## TASK REQUIREMENTS
**a.** According to the article on the Facility Roles Program, how much does UMN allocate each year to keep everything well-maintained?
**b.** Reproduce the stretch of the article on the Facility Roles Program from "Paulus shared a" through "program becomes clear.".
**c.** Turn the paragraph of the article on the Facility Roles Program that begins "He described his vision" into a short bulleted list that keeps its main facts.

Bill Paulus sought to change that on his campus. As Associate Vice President of Facilities Management at the University of Minnesota (UMN), Paulus has spent years developing and fine-tuning the “Facility Roles Program” (FRP) across UMN’s five campuses.

University of Minnesota Facility Roles Program

At the Higher Ed Facilities Forum, Paulus shared how he improved communication and collaboration between the FM department and others by creating facilities lead roles embedded in every single college and department on each of UMN’s five campuses.

Managing Five UMN Campuses at Once

As a sprawling public university offering many complex degree programs, UMN allocates a whopping $4 billion annual budget to ensure everything is well-maintained. With so many facilities (and so many dollars) at stake, keeping chaos at bay poses quite a challenge, particularly since the administration is so decentralized. But those factors also contribute to its success, Paulus explained.

“We’re only one of five university campuses in the country with a college of engineering, med school, law school, veterinary school, and agriculture school, plus all the others on campus, so that kind of creates the complexity that allowed us to create the solution,” said Paulus. “If that’s not you, a different solution may be better for you,” he said.

Connections between the university providers and the customers

Paulus shared a slide he made in 2006 when he first started that he still uses today. It demonstrated the connections between the university providers and the customers. When you look at the arrows going in all directions, the difficulty in managing such a complex — and potentially chaotic — program becomes clear.

“Each unit thought differently and wanted to behave differently,” he said.

The bowtie strategy-FM

He described his vision for implementing what he called a “bowtie” because the structure of the graph looked similar to its namesake. The providers (FM, EHS, capital planning, public safety) were one triangle of the bowtie, with the customers (VP, dean, department, center, faculty) on the other side. Each side narrowed down to one point of contact, representing their respective sides. Then the two points of contact met in the middle of the bowtie, with a Service Level Agreement, so everyone was on the same page with the same expectations

Opportunity and History

In 2007, FM formed a “coalition of the willing” and continued refining the process until today. Paulus highlighted some of the program's milestones since its inception, to show that their progress had been a long journey, and managers shouldn’t expect these changes to happen overnight.

## INFORMATION PROVIDED
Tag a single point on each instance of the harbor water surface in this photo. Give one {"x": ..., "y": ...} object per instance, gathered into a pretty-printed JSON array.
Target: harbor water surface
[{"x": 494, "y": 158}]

## SOLUTIONS TO THE PROBLEMS
**a.** $4 billion

**b.**
Paulus shared a slide he made in 2006 when he first started that he still uses today. It demonstrated the connections between the university providers and the customers. When you look at the arrows going in all directions, the difficulty in managing such a complex — and potentially chaotic — program becomes clear.

**c.**
- Paulus called his plan a "bowtie" because the graph's structure looked like one.
- One triangle held the providers: FM, EHS, capital planning, and public safety.
- The other triangle held the customers: VP, dean, department, center, and faculty.
- Each side narrowed to one point of contact representing it.
- The two points of contact met in the middle with a Service Level Agreement, so everyone had the same expectations.